Exercise goal —
Quote the records in full and leave their pictures out.

───── Records for this task

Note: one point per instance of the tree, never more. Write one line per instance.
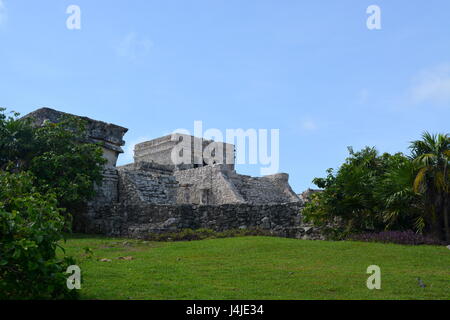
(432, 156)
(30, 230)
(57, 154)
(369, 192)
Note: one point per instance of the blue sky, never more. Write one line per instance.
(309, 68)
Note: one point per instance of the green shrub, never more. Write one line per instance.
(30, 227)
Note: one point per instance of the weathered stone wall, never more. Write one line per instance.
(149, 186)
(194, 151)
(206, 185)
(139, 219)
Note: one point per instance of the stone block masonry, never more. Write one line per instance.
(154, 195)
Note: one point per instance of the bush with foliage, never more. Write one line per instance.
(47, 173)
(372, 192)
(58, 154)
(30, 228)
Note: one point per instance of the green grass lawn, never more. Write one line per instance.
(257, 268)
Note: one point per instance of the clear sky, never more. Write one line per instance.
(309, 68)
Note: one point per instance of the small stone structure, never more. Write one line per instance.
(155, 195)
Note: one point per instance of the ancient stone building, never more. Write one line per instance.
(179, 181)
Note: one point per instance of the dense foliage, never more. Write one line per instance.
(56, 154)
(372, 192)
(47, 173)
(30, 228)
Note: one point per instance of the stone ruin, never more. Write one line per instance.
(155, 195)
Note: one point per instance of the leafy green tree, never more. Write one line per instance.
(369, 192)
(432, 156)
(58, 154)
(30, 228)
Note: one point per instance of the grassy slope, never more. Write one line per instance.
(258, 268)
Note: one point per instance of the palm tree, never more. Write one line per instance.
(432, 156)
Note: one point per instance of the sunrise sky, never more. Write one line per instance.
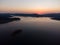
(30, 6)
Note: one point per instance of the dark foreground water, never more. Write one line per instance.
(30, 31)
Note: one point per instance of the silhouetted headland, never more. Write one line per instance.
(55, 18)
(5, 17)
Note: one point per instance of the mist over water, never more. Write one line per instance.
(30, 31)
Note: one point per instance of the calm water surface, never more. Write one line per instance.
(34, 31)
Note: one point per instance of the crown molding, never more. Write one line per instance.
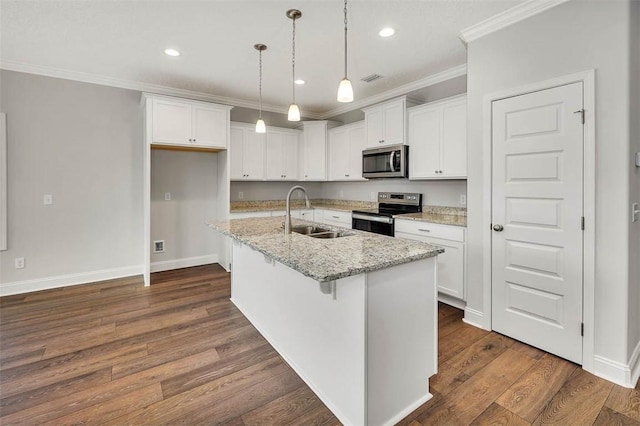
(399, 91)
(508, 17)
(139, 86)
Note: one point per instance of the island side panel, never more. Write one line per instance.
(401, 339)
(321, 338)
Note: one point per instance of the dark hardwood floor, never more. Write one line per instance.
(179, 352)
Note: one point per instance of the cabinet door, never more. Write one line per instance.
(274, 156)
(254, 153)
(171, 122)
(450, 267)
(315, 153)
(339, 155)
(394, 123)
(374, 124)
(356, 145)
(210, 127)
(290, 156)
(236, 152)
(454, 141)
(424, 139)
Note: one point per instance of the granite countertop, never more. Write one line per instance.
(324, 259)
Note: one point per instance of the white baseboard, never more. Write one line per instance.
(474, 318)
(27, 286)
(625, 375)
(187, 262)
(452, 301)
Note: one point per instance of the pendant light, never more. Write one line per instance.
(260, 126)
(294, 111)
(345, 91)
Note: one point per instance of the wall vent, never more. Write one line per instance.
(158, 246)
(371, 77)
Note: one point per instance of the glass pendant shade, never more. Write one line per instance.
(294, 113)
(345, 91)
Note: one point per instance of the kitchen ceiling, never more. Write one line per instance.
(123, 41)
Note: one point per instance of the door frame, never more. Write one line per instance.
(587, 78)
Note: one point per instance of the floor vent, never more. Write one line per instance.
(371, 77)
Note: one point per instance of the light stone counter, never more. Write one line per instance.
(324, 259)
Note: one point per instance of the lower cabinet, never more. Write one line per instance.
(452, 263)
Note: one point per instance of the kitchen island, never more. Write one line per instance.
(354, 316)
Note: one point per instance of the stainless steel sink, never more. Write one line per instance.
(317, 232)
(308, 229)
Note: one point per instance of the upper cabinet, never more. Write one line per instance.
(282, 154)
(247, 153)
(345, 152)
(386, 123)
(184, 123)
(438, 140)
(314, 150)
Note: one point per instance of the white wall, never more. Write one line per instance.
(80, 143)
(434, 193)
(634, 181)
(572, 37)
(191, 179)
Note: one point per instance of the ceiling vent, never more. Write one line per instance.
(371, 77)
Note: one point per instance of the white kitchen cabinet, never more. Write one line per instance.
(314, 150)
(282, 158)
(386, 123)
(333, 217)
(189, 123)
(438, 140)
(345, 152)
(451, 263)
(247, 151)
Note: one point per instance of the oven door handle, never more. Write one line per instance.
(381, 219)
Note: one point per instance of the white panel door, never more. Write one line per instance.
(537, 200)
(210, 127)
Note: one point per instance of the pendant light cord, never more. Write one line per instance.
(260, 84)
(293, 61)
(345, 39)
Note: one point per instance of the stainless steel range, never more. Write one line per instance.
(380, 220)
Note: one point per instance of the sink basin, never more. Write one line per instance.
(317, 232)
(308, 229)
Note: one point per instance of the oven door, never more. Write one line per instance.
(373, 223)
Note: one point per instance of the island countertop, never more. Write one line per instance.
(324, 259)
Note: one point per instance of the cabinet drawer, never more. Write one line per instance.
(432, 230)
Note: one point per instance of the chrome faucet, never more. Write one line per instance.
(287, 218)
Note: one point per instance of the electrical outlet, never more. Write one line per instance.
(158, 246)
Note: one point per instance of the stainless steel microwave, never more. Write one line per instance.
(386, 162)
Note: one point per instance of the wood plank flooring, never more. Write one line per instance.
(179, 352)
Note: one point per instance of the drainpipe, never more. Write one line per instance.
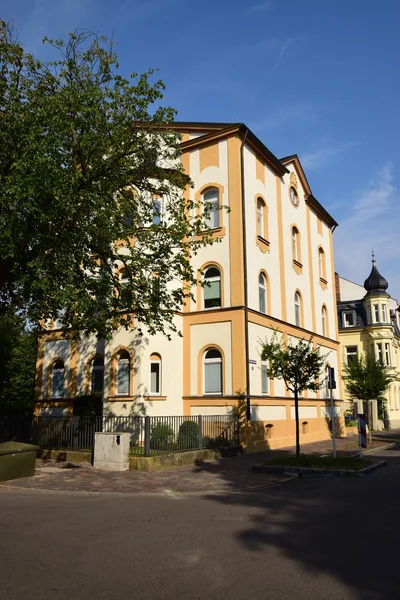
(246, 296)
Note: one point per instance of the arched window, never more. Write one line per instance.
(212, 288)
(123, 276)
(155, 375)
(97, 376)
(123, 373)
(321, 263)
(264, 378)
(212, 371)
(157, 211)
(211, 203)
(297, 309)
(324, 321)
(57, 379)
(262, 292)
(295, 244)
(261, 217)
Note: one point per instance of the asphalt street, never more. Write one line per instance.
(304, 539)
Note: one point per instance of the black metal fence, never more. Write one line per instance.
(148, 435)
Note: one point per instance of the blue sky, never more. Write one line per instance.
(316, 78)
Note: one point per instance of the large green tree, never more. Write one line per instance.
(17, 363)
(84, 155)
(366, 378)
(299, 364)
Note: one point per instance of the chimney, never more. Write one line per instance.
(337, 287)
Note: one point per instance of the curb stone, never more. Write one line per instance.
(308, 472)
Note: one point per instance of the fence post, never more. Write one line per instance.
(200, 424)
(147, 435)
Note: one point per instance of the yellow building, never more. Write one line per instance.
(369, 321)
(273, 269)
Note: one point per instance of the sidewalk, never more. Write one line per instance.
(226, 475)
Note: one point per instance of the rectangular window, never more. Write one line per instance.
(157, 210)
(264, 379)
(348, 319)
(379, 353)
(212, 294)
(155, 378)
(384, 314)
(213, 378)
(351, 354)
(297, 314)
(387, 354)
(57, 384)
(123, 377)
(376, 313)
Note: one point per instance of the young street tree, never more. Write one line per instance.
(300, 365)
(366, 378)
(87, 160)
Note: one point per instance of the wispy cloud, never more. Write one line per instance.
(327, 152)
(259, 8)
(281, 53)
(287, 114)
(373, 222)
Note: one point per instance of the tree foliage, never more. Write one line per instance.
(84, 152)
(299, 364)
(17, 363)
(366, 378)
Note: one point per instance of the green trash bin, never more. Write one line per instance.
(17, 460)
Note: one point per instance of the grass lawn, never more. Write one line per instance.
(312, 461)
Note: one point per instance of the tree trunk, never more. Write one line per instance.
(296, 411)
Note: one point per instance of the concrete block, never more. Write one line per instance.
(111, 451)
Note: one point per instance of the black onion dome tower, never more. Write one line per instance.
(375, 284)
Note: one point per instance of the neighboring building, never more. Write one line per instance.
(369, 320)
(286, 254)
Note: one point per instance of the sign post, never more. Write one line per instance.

──────────

Result of the task —
Note: one point per instance of the tree, never more. Write one line per instance.
(432, 156)
(30, 230)
(57, 154)
(369, 192)
Note: one point per instance of the blue sky, never more. Write one line per instance.
(309, 68)
Note: one point per instance of the green shrub, never more. Write one line per instance.
(30, 227)
Note: one point per instance of the weathered stone wall, never more. Write one line per instance.
(149, 186)
(194, 151)
(206, 185)
(139, 219)
Note: one point per instance of the stone block masonry, never more. Write one line per instance.
(154, 195)
Note: one point per instance of the bush with foliage, never more. Write one line per instance.
(47, 173)
(372, 192)
(58, 154)
(30, 228)
Note: one point per instance of the green grass lawn, never more. Write one line per instance.
(257, 268)
Note: one point per instance of the clear sky, never more. Write one line per instance.
(309, 68)
Note: one point per instance of the small stone structure, never more. Write one line per instance.
(155, 195)
Note: one point per instance of the ancient stone building, never more. Write one line per instance.
(179, 181)
Note: one point per instance of the dense foliage, never more. Write one line per instance.
(56, 154)
(372, 192)
(47, 173)
(30, 228)
Note: one point per instance of the stone ruin, never more. Write one line per instance.
(155, 195)
Note: one point per instance of the leafy green tree, never more. Write one line per instance.
(369, 192)
(432, 156)
(58, 154)
(30, 228)
Note: one point per instance of the grassy slope, never more. Write one line per instance.
(258, 268)
Note: one point per instance of the palm tree, never more. Write one line per instance.
(432, 156)
Note: one point per instance of the sunrise sky, never more. Write one line per instance.
(30, 6)
Note: one point per instance of the dark foreground water, never more. Write one line per instance.
(30, 31)
Note: one point per instance of the silhouetted headland, never more. Write one line per instance.
(55, 18)
(5, 17)
Note: one point per instance of the mist over water, never more. Write one line per instance.
(30, 31)
Note: one point per instance of the calm water surface, never more. Write one line per instance.
(34, 31)
Note: one point per instance of the crown molding, never more. Write one line per instance.
(399, 91)
(508, 17)
(139, 86)
Note: one point per instance of the island side panel, never more. Write one line per instance.
(401, 339)
(321, 338)
Note: one point per instance of the dark hardwood floor, never more. Write one line per instance.
(179, 352)
Note: one point per instance of the cabinet door, never more. Write one line per instance.
(274, 156)
(254, 153)
(171, 122)
(450, 267)
(315, 153)
(339, 155)
(394, 123)
(374, 124)
(356, 145)
(210, 127)
(290, 156)
(236, 152)
(454, 141)
(424, 139)
Note: one point per instance of the granite countertop, never more. Write one line per instance.
(324, 259)
Note: one point per instance of the white baseboard, never more. Write one line per instance.
(474, 318)
(27, 286)
(625, 375)
(187, 262)
(452, 301)
Note: one point per instance of the pendant light, never more. Write one line per instance.
(260, 126)
(294, 111)
(345, 91)
Note: one point per instance of the wall vent, never more. Write one line per instance.
(158, 246)
(371, 77)
Note: one point per instance of the glass pendant shade, never more. Write one line per instance.
(294, 113)
(345, 91)
Note: one point per instance of the kitchen ceiling, never more. Write one line per instance.
(123, 41)
Note: one point per instance of the door frame, never more. Write one line per instance.
(587, 78)
Note: one point per instance of the floor vent, never more. Write one line per instance.
(371, 77)
Note: one point per instance of the light stone counter, never more. Write one line per instance.
(324, 259)
Note: one point per instance of the lower cabinet, never more. Write one line per instance.
(452, 263)
Note: one point per instance of the kitchen island, never more. Write one line per instance.
(354, 316)
Note: one point per instance of the stainless steel sink, never more. Write one line per instance.
(317, 232)
(308, 229)
Note: one point per instance of the upper cabinet, never more. Write one line per instance.
(282, 154)
(247, 153)
(345, 152)
(386, 123)
(184, 123)
(438, 140)
(314, 150)
Note: one point per instance of the white wall, never more. Write one line per instance.
(80, 143)
(434, 193)
(634, 181)
(572, 37)
(191, 179)
Note: one point per instance of the ceiling vent, never more. Write one line per instance.
(371, 77)
Note: one point per instance of the white kitchen cabinet, never more. Write one line per instance.
(314, 150)
(282, 158)
(386, 123)
(333, 217)
(189, 123)
(438, 140)
(345, 152)
(451, 263)
(247, 151)
Note: one point per instance of the oven door handle, never more. Write one line per instance.
(381, 219)
Note: one point per instance of the white panel door, never more. Write one line per instance.
(537, 200)
(210, 127)
Note: one point per instance of the pendant light cord, never more. Write one line per instance.
(260, 84)
(293, 61)
(345, 39)
Note: one point per instance of the stainless steel range, never more. Write one line per instance.
(380, 220)
Note: one point per instance of the sink basin, never more. Write one line per instance.
(317, 232)
(308, 229)
Note: one point per instance of the oven door, never more. Write one line per instance.
(373, 223)
Note: one point per instance of the island countertop, never more. Write one line per instance.
(324, 259)
Note: one point per instance of the cabinet drawer, never more. Write one line per instance.
(432, 230)
Note: one point per instance of the chrome faucet, never more. Write one line per instance.
(287, 218)
Note: one point per instance of the electrical outlet, never more. Write one line per instance.
(158, 246)
Note: one point per instance of the stainless steel microwave, never more. Write one line per instance.
(386, 162)
Note: one point per instance of the wood plank flooring, never more. Write one line per instance.
(179, 352)
Note: one point per instance of the drainpipe, never more. Write one line per instance.
(246, 296)
Note: one point per instance of the arched window, never more. Write one line per instance.
(212, 288)
(123, 276)
(155, 375)
(97, 376)
(123, 373)
(321, 263)
(264, 378)
(212, 371)
(157, 211)
(211, 203)
(297, 309)
(324, 321)
(57, 379)
(262, 292)
(295, 244)
(261, 217)
Note: one point per instance of the asphalt street, never more. Write one line per instance.
(304, 539)
Note: one point per instance of the black metal fence, never more. Write one line per instance.
(148, 435)
Note: one point per instance of the blue sky, never more. Write one line per instance.
(316, 78)
Note: one point per instance of the large green tree, never more. Write one line per instance.
(17, 363)
(84, 155)
(366, 378)
(299, 364)
Note: one point per instance of the chimney, never more. Write one line per instance.
(337, 287)
Note: one point per instance of the curb stone, never more. Write one line per instance.
(308, 472)
Note: one point per instance of the fence post, never more. Write one line per instance.
(200, 424)
(147, 435)
Note: one point per instance of the yellow building, never more. Write one line per instance.
(369, 321)
(273, 269)
Note: one point per instance of the sidewalk, never more. Write one line per instance.
(226, 475)
Note: one point per instance of the rectangular window, never more. Write one line per instance.
(157, 210)
(264, 379)
(348, 319)
(379, 353)
(212, 294)
(155, 378)
(384, 314)
(213, 378)
(351, 354)
(297, 314)
(387, 354)
(57, 384)
(123, 377)
(376, 313)
Note: one point per instance of the young street tree, never more. Write one line per instance.
(300, 365)
(366, 378)
(87, 160)
Note: one point per instance of the wispy cloud, never more. Write one line per instance.
(327, 152)
(259, 8)
(281, 53)
(287, 114)
(373, 222)
Note: one point per instance of the tree foliage, never more. Write one line per instance.
(84, 152)
(299, 364)
(17, 363)
(366, 378)
Note: one point per instance of the green trash bin, never more. Write one line per instance.
(17, 460)
Note: one point per instance of the grass lawn, never more. Write one line per instance.
(312, 461)
Note: one point per instance of the tree trunk, never more. Write one line per instance.
(296, 411)
Note: one point per instance of the concrete block, never more. Write one line per instance.
(111, 451)
Note: one point per instance of the black onion dome tower, never more. Write one line per instance.
(375, 284)
Note: one point per instance of the neighboring building, never more. Write one line per instance.
(369, 320)
(286, 254)
Note: one point per instance of the sign post, never more. Write one line per instance.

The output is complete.